Task statement
Write out the full listing again, exactly as it stands.

Data
┄┄┄┄┄┄
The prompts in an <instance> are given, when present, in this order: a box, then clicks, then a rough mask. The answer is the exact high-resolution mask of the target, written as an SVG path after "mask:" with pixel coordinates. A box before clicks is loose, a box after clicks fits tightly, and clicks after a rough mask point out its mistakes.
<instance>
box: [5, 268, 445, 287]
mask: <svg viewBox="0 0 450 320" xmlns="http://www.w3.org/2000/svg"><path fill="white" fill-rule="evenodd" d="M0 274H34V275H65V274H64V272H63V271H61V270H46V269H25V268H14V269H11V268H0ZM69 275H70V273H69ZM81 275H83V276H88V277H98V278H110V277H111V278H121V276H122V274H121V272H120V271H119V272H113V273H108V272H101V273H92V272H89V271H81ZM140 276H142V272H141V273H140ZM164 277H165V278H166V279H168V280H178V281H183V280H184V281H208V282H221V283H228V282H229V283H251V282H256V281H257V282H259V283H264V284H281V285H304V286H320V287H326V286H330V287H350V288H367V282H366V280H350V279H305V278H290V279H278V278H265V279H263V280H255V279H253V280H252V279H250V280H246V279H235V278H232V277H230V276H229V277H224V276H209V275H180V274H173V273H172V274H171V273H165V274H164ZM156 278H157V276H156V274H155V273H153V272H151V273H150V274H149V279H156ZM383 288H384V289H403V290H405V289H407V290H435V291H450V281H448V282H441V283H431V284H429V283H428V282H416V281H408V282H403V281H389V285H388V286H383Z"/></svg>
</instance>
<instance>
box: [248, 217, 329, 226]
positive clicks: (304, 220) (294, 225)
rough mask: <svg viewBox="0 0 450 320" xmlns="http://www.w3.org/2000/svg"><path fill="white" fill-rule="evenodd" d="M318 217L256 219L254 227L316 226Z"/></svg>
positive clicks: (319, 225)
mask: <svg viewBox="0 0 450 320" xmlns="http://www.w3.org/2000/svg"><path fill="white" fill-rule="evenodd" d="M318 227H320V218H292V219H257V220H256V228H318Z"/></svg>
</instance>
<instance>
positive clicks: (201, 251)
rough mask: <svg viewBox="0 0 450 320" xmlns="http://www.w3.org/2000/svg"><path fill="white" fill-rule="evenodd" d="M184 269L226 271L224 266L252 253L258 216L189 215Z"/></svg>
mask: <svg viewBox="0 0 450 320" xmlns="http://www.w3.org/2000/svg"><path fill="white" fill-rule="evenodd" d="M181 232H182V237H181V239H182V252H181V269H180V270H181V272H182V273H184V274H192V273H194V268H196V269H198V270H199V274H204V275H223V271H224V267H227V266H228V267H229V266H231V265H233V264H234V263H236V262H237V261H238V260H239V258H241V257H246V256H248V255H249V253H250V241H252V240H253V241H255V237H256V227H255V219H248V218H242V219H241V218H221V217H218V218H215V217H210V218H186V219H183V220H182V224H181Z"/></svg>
┄┄┄┄┄┄
Response to this task
The prompts in an <instance> are given, when present, in this order: a box, then clicks, then a rough mask. The answer is the exact high-resolution mask of the target, written as an SVG path after "mask:" with pixel coordinates. A box before clicks is loose, a box after clicks fits tightly, and clicks after a rough mask point out its mistakes.
<instance>
box: [5, 268, 445, 287]
mask: <svg viewBox="0 0 450 320" xmlns="http://www.w3.org/2000/svg"><path fill="white" fill-rule="evenodd" d="M0 274H34V275H65V274H64V272H63V271H61V270H46V269H25V268H14V269H11V268H0ZM69 275H70V273H69ZM81 275H83V276H88V277H98V278H110V277H111V278H121V276H122V274H121V272H120V271H119V272H113V273H108V272H101V273H92V272H89V271H81ZM140 276H142V272H141V273H140ZM164 277H165V278H166V279H168V280H178V281H183V280H184V281H208V282H221V283H228V282H229V283H251V282H256V281H257V282H259V283H264V284H281V285H304V286H320V287H326V286H330V287H350V288H367V282H366V280H350V279H305V278H290V279H278V278H265V279H263V280H255V279H253V280H252V279H250V280H246V279H235V278H232V277H230V276H229V277H224V276H209V275H180V274H173V273H172V274H171V273H165V274H164ZM156 278H157V276H156V274H155V273H153V272H151V273H150V274H149V279H156ZM383 288H384V289H403V290H405V289H407V290H435V291H450V281H448V282H441V283H431V284H429V283H428V282H416V281H408V282H403V281H389V285H388V286H383Z"/></svg>
</instance>
<instance>
box: [248, 217, 329, 226]
positive clicks: (304, 220) (294, 225)
rough mask: <svg viewBox="0 0 450 320" xmlns="http://www.w3.org/2000/svg"><path fill="white" fill-rule="evenodd" d="M318 217L256 219L254 227L316 226Z"/></svg>
positive clicks: (319, 225)
mask: <svg viewBox="0 0 450 320" xmlns="http://www.w3.org/2000/svg"><path fill="white" fill-rule="evenodd" d="M318 227H320V218H292V219H257V220H256V228H318Z"/></svg>
</instance>
<instance>
positive clicks: (201, 251)
rough mask: <svg viewBox="0 0 450 320" xmlns="http://www.w3.org/2000/svg"><path fill="white" fill-rule="evenodd" d="M184 269L226 271L224 266L252 253L258 216L189 215Z"/></svg>
mask: <svg viewBox="0 0 450 320" xmlns="http://www.w3.org/2000/svg"><path fill="white" fill-rule="evenodd" d="M181 232H182V237H181V239H182V252H181V269H180V270H181V272H182V273H184V274H192V273H194V268H196V269H198V270H199V274H204V275H223V271H224V267H227V266H228V267H229V266H231V265H233V264H234V263H236V262H237V261H238V260H239V258H241V257H246V256H248V255H249V253H250V241H252V240H253V241H255V237H256V227H255V219H248V218H242V219H241V218H221V217H218V218H215V217H210V218H186V219H183V220H182V224H181Z"/></svg>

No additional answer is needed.